== Okuma metni ==
Ekonomist Ali Ağaoğlu ve gazeteci Hakan Güldağ, bu hafta Şans Sohbetleri’nde Fed’in 75 baz puanlık faiz artırımı kararını ve mesajlarını değerlendirdi. Güldağ, Fed’in daha yüksek enflasyon ve daha düşük büyüme projeksiyonuna dikkat çekerken, Ağaoğlu ekonomik gidişat ve bankaya yönelik soru işaretlerinin süreceğini vurguladı.

İkili, ‘sıkılaştırma’ sürecini piyasaların nasıl fiyatlayacağını da konuştu. Ağaoğlu, dolar endeksinde 120 kapısının aralandığına işaret ederken, Türkiye açısından paritenin de yakından izlenmesi gerektiğini ve 1,04’ün kritik seviye olduğunu kaydetti. Ağaoğlu, altın için de 1870’e dikkat çekti.

Güldağ: Fed, piyasaların fiyatladığı şekilde, faizi 75 baz puan artırdı. Güncellediği projeksiyona baktığımızda, daha yüksek enflasyon ve daha düşük büyüme bekliyor. Büyüme tahminini yüzde 2,8’den yüzde 1,7’ye düşürdü. 2023 için de yüzde 1,7 bekliyor. Enflasyon beklentisinin ise yüzde 4,3’ten yüzde 5,2’ye çıkarıldığını gördük. Powell, faiz oranlarını da yaz döneminde yüzde 2’nin üzerinde bir yerlerde göreceğimizi söyledi. Tüm bunların rüzgarlarını hem ABD ekonomisinde hem küresel ekonomide görürüz diye düşünüyorum.

Ağaoğlu: Son toplantı öncesinde piyasaya öyle bir yön verildi ki, 75 baz puan bekleyenler yüzde 98’e, 50 baz puan bekleyenler neredeyse sıfıra geldi. Biz neyi yanlış okuyoruz da bizden daha iyi biliyor dediğimiz çok şey vardır belki ama, enflasyon geçici, kalıcı tartışmasında çok önemli hata yaptılar ve bütün dünyaya bir soru yaşatıyorlar şu anda. Şubat ayında başlamış Ukrayna-Rusya savaşıyla tetiklenmiş bir hata da değil bu. Daha önceden çok uzun süre bedava para politikasını sürdürdüler. Parasal genişlemeyi ısrarla devam ettirdiler. Sonra bunun yaratacağı enflasyonunun da geçici olduğuna inandırmaya çalıştılar. Yani daha az hata yapmasını bekleriz, çünkü tüm dünyayı etkiliyor. Yıl sonu faiz tahmini 1,9’dan 3,4’e revize edildi ki bana göre en kritik olan bu. Amerikan 10 yıllıkları 3,50’lere kadar geldi. Kısa vadeli fonlamalar da oraya çıkar mı sorusu var.

== Verilen liste ==
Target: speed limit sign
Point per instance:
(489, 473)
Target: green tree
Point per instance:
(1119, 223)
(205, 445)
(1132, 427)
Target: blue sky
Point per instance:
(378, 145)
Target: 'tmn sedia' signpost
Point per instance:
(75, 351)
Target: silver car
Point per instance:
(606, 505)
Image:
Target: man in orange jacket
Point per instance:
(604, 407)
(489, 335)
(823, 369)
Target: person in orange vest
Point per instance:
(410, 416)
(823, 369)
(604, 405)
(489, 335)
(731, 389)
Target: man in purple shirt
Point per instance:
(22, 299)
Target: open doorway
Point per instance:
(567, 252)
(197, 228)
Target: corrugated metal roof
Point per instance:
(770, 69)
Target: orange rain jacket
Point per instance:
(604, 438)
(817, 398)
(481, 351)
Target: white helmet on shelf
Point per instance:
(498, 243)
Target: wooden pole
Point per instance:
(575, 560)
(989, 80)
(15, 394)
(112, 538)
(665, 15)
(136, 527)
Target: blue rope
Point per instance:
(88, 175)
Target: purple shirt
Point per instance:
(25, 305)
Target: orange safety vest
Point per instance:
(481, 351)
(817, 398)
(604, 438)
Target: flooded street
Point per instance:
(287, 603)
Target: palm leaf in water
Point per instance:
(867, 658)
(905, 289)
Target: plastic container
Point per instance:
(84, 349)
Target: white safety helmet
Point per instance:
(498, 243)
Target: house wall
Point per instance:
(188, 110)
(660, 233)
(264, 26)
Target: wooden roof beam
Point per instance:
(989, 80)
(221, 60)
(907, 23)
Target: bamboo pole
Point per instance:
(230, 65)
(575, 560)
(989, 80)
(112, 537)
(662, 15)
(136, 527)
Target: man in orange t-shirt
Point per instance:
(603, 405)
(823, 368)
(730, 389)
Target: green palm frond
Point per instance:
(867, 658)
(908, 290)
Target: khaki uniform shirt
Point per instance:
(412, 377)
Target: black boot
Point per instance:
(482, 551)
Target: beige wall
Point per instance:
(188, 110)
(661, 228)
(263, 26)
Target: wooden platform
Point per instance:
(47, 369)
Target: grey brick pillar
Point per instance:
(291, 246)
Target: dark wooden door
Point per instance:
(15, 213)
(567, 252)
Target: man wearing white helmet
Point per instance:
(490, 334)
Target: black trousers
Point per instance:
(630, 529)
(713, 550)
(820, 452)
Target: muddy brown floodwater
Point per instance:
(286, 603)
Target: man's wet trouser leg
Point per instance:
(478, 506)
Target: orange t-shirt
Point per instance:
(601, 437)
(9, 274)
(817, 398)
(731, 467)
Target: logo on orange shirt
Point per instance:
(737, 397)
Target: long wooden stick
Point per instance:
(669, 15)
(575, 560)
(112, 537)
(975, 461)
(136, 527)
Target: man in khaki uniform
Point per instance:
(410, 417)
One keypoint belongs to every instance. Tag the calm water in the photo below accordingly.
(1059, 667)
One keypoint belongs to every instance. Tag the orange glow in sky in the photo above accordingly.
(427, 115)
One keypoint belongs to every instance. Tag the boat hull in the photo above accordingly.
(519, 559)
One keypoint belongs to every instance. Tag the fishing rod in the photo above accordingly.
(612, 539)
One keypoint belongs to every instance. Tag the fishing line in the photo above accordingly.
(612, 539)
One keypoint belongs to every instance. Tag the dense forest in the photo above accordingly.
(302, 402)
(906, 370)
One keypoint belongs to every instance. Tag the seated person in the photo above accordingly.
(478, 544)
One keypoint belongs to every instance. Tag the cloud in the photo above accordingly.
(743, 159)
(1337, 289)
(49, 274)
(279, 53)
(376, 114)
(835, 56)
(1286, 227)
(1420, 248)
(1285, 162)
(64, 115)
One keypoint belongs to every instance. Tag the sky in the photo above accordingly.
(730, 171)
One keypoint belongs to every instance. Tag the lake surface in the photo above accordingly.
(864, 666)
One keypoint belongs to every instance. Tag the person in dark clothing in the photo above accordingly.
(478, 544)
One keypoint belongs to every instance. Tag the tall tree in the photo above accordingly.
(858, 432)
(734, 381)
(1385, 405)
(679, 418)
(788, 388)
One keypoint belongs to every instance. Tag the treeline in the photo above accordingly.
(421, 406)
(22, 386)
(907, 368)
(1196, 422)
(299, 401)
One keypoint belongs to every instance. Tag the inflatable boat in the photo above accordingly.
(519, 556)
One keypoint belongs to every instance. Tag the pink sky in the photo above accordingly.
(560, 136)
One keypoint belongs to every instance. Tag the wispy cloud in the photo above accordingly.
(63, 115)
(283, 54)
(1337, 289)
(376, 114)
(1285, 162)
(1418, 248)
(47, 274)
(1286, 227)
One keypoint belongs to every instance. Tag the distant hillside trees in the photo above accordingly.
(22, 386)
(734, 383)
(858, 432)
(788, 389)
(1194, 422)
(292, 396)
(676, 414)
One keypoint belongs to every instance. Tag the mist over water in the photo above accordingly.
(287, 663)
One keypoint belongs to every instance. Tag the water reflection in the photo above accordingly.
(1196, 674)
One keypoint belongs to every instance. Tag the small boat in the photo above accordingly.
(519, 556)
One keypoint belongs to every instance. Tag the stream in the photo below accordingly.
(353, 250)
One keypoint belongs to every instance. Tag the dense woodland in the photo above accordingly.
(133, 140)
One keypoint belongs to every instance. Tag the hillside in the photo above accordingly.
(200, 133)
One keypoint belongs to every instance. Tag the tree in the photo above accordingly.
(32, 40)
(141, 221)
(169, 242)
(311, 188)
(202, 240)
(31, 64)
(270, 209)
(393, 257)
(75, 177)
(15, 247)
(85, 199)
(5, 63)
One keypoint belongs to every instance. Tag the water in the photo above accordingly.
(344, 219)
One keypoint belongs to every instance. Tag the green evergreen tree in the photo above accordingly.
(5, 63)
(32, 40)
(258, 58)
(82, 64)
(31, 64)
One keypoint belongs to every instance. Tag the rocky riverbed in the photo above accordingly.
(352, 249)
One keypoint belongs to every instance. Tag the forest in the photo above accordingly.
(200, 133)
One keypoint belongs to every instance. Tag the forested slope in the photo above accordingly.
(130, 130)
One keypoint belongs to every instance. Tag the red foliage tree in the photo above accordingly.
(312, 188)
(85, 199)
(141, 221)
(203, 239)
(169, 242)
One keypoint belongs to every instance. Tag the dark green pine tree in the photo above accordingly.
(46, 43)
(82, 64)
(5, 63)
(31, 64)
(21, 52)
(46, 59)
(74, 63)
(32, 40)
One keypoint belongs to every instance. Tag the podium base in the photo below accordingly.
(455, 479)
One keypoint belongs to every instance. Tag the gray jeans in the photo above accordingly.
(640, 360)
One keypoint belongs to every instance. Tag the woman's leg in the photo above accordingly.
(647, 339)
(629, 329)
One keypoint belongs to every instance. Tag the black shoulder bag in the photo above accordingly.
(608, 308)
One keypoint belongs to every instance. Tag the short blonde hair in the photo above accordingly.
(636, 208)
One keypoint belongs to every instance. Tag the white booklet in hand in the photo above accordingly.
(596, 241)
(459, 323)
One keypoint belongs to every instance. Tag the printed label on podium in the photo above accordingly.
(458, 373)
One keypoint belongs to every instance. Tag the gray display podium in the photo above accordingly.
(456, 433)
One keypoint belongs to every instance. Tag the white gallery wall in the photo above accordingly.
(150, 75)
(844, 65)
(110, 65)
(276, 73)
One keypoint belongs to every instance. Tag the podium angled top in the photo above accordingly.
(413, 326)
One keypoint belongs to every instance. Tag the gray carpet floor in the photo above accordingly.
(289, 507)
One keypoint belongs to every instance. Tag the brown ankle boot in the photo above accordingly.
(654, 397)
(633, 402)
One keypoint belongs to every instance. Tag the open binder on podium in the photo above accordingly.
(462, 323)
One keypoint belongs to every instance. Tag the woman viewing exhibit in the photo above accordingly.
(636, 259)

== Görevler ==
1. Okuma metnindeki "Ekonomist Ali Ağaoğlu" ifadesinden "işaretlerinin süreceğini vurguladı." ifadesine kadar olan bölümü lütfen aynen yazın.
2. Okuma metninde adı geçen bütün kişileri sıralayın.

== Görev çözümleri ==
1.
Ekonomist Ali Ağaoğlu ve gazeteci Hakan Güldağ, bu hafta Şans Sohbetleri’nde Fed’in 75 baz puanlık faiz artırımı kararını ve mesajlarını değerlendirdi. Güldağ, Fed’in daha yüksek enflasyon ve daha düşük büyüme projeksiyonuna dikkat çekerken, Ağaoğlu ekonomik gidişat ve bankaya yönelik soru işaretlerinin süreceğini vurguladı.

2.
- Ali Ağaoğlu
- Hakan Güldağ
- Powell